-- EXERCISE PROMPT --
Please set down, word for word, everything in the material from the line containing "Expected: for every instance of the textured" down to the line containing "x=243 y=277", including both of those lines and nothing more.
══ SUPPLIED ENTRIES ══
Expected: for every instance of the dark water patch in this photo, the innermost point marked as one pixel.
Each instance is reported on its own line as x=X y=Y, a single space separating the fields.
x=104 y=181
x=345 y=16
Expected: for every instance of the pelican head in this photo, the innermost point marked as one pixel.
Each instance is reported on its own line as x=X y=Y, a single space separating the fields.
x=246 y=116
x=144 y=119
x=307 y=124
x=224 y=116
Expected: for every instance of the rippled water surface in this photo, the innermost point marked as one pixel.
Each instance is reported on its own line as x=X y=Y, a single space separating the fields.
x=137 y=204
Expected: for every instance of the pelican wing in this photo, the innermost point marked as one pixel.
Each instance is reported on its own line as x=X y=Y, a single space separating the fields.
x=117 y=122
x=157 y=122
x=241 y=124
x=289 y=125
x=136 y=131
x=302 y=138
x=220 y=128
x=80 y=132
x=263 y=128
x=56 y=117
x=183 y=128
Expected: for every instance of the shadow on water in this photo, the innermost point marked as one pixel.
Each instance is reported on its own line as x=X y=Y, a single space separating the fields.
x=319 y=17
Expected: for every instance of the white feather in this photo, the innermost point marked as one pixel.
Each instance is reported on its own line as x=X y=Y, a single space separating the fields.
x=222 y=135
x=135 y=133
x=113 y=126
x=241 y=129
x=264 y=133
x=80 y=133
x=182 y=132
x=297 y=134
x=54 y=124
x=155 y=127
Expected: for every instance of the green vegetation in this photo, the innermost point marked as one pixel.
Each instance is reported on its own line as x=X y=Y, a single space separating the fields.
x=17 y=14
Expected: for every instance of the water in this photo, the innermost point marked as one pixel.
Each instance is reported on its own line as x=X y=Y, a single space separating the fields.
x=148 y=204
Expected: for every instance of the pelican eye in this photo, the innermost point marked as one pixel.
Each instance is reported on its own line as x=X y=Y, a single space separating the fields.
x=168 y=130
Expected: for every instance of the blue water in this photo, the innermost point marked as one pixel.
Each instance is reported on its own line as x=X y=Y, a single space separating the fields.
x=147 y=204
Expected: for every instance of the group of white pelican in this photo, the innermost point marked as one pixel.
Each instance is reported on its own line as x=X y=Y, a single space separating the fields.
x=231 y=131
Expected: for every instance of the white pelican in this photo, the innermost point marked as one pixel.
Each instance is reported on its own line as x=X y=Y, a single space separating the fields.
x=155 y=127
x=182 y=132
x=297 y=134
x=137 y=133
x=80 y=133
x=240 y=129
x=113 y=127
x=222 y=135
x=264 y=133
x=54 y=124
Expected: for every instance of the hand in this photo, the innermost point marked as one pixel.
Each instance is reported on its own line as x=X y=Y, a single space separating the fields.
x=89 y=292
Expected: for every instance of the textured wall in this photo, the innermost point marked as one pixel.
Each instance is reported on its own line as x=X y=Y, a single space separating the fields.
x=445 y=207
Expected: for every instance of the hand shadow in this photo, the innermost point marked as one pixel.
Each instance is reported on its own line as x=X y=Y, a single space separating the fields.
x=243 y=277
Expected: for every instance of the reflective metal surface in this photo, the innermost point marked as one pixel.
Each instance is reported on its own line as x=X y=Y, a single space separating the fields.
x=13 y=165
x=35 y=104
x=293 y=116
═══
══ SUPPLIED ENTRIES ══
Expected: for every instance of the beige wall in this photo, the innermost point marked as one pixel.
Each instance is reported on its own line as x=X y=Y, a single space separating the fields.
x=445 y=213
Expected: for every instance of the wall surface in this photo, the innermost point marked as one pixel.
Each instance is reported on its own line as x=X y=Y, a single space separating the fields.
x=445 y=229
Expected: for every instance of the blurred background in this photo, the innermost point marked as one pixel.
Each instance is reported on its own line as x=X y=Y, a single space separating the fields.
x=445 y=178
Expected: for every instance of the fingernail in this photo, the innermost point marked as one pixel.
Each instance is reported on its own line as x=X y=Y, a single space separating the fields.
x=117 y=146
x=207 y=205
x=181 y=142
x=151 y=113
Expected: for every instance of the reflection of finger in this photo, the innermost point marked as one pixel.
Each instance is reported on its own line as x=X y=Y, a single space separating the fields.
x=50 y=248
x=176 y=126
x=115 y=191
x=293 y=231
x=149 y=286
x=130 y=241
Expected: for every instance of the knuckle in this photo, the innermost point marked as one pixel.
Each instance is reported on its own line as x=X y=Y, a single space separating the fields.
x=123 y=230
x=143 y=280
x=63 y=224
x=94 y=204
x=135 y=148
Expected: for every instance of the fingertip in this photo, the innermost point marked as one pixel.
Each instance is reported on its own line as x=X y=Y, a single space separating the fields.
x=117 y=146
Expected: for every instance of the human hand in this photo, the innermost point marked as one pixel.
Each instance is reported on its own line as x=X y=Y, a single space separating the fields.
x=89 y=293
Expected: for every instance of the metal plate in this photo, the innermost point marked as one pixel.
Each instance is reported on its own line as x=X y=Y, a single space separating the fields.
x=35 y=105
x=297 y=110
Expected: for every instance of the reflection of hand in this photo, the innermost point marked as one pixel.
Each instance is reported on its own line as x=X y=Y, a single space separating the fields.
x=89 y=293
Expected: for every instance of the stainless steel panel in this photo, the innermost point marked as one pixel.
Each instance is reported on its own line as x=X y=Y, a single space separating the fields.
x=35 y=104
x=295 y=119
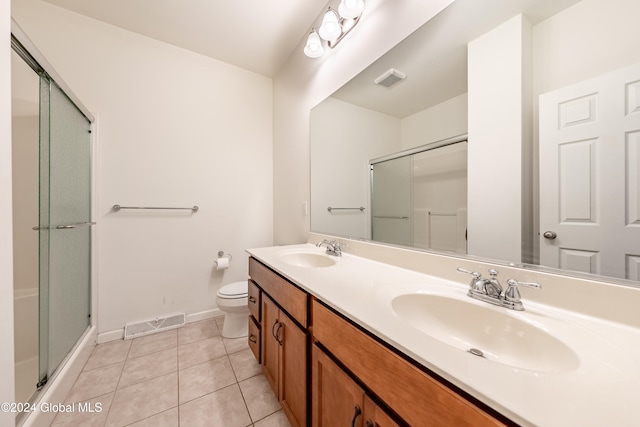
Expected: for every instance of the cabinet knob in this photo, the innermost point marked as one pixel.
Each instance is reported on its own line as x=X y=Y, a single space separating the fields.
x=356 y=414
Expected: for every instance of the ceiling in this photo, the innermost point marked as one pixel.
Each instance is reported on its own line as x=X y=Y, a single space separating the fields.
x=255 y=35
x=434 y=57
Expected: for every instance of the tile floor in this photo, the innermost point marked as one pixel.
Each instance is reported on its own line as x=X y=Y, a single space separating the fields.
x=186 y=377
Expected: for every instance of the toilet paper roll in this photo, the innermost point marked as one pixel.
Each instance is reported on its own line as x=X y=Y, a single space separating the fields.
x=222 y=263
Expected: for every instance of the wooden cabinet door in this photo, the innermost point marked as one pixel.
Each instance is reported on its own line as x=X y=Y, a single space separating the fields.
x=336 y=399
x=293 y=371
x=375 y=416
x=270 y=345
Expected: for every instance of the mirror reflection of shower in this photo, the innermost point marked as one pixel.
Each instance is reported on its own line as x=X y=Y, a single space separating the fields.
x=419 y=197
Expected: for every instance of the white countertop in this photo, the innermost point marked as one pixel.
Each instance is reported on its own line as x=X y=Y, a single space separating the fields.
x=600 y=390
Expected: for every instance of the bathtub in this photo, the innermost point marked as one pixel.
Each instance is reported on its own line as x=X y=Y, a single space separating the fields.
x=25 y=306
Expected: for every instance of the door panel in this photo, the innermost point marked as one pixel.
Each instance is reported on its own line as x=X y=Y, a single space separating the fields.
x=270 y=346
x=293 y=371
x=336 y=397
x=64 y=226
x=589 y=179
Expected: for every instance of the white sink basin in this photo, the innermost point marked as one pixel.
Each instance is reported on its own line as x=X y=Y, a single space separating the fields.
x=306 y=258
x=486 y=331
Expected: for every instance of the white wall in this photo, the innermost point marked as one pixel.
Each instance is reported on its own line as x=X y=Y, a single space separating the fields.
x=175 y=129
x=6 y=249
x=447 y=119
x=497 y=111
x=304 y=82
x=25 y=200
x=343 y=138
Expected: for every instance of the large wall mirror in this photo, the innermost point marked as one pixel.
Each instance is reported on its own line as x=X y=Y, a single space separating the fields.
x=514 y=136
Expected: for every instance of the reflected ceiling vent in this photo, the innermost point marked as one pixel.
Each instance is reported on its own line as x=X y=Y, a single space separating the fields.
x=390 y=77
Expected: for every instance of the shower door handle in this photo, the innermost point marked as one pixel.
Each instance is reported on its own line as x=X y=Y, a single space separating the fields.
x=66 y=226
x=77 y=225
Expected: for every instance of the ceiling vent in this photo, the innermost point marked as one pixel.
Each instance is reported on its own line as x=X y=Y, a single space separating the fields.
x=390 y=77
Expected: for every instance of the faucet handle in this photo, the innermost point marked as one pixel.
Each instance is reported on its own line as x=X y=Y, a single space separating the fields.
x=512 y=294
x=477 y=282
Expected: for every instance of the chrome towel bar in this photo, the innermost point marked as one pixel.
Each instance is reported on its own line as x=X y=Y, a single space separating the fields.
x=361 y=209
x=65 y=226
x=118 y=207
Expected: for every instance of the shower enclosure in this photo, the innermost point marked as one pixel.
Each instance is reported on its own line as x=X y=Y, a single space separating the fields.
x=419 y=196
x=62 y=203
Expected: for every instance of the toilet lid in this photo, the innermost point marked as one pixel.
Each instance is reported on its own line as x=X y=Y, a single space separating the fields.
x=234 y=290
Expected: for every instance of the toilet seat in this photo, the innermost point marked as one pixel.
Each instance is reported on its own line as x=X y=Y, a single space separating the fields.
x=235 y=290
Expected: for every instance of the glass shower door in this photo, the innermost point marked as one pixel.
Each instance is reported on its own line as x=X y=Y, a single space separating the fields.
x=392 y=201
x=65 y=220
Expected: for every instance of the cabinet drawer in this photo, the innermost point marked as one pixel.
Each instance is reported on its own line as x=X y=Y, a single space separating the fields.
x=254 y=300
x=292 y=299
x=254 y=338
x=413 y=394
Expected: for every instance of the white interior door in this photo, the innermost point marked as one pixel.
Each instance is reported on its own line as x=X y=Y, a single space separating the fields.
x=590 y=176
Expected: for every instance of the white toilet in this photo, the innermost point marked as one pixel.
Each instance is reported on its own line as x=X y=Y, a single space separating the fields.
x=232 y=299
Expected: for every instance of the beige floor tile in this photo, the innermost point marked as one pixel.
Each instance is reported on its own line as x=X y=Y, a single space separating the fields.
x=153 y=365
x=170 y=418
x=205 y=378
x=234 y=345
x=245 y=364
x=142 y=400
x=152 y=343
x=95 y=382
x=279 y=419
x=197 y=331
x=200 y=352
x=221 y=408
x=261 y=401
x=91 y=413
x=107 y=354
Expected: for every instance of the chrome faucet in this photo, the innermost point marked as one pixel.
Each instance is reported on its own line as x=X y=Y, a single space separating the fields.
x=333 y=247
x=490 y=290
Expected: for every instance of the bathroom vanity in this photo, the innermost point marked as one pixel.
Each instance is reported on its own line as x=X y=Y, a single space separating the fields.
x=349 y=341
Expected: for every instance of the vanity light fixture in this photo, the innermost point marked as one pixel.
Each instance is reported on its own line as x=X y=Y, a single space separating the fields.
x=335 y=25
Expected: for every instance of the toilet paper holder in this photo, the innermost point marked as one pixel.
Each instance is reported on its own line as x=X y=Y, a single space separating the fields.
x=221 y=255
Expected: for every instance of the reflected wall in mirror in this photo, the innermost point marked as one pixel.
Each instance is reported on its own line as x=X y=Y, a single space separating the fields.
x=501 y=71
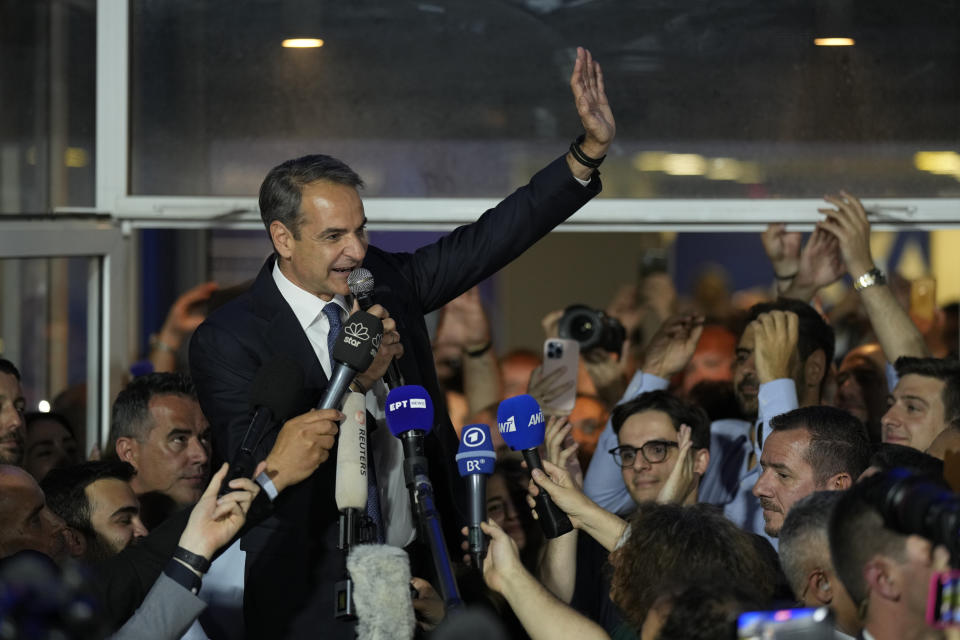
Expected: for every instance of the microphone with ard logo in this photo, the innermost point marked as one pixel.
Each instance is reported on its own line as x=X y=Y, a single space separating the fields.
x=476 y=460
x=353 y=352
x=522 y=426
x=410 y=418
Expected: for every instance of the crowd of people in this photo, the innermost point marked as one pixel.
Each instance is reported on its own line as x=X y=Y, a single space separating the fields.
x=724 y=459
═══
-- FINISHED TASK --
Expected: for every instance of the textured wall in this photo, the innermost point marked as one pixel.
Each instance is reported on its own line as x=X y=Y, a single space separating the fields.
x=445 y=207
Expected: for every instance of the hand shadow in this photo, the innermost point marked as one pixel.
Each instance is reported on its own line as x=X y=Y, a single space separating the fields.
x=243 y=277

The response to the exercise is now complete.